◆ Anweisung
Nenne alle Himmelskörper, die im Text über Luzifer weiter unten namentlich erwähnt werden.

◆ Vorliegender Text
______
Diese Diskussion hat uns auf Umwegen zum Thema dieses Aufsatzes gebracht – wer ist Luzifer? Erstens ist Luzifer in seiner physischen Form der Planet Venus. Von der Erde aus gesehen, entfernt sich der Planet Venus nicht weit von der Sonne, denn die größte Entfernung, in der er zu sehen ist, beträgt etwa 45° Bogenlänge auf beiden Seiten. Wenn der Planet Venus links von der Sonne erscheint, ist er am Abend der schönste Stern am Himmel. Die Sonne geht dann zuerst unter und lässt die Venus am Himmel extrem hell leuchten. Wenn die Venus in Konjunktion oder Opposition zur Sonne steht, verschwindet sie und taucht dann auf der rechten Seite der Sonne wieder auf und andersherum. Wenn die Venus rechts von der Sonne erscheint, ist sie nicht mehr der Abendstern, da sie nun vor der Sonne aufgeht und ein schöner Morgenstern oder der Morgenstern ist.
______
◆ Erfasste Daten
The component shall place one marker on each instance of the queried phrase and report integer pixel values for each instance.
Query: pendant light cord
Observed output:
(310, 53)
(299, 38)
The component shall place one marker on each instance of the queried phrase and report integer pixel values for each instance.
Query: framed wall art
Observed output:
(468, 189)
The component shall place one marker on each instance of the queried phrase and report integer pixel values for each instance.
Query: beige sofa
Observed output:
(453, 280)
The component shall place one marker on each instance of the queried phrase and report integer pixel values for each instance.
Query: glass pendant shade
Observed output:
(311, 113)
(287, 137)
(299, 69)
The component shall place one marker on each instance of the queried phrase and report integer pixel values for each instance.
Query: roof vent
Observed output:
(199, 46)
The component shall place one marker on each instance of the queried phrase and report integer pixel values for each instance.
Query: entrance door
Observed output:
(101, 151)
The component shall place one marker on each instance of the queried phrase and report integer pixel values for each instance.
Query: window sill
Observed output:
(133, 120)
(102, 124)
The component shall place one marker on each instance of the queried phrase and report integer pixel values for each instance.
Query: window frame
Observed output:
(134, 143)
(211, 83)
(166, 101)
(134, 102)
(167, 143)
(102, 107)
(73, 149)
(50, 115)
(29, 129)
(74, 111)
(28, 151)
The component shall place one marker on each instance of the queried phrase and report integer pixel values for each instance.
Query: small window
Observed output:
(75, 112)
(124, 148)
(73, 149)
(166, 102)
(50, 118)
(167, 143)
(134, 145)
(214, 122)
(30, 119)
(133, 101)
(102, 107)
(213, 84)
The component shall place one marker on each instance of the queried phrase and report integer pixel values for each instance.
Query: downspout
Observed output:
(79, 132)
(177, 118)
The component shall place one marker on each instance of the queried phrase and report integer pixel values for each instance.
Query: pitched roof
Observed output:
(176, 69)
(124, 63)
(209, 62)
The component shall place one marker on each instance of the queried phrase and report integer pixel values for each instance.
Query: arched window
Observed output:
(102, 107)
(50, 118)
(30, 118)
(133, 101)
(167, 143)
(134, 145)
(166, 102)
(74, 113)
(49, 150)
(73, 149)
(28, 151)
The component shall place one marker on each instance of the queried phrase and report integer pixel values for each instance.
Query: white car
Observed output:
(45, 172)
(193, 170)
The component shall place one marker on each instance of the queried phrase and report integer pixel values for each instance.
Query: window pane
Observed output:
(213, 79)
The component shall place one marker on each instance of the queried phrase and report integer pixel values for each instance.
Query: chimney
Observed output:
______
◆ Antwort
Venus, Sonne, Erde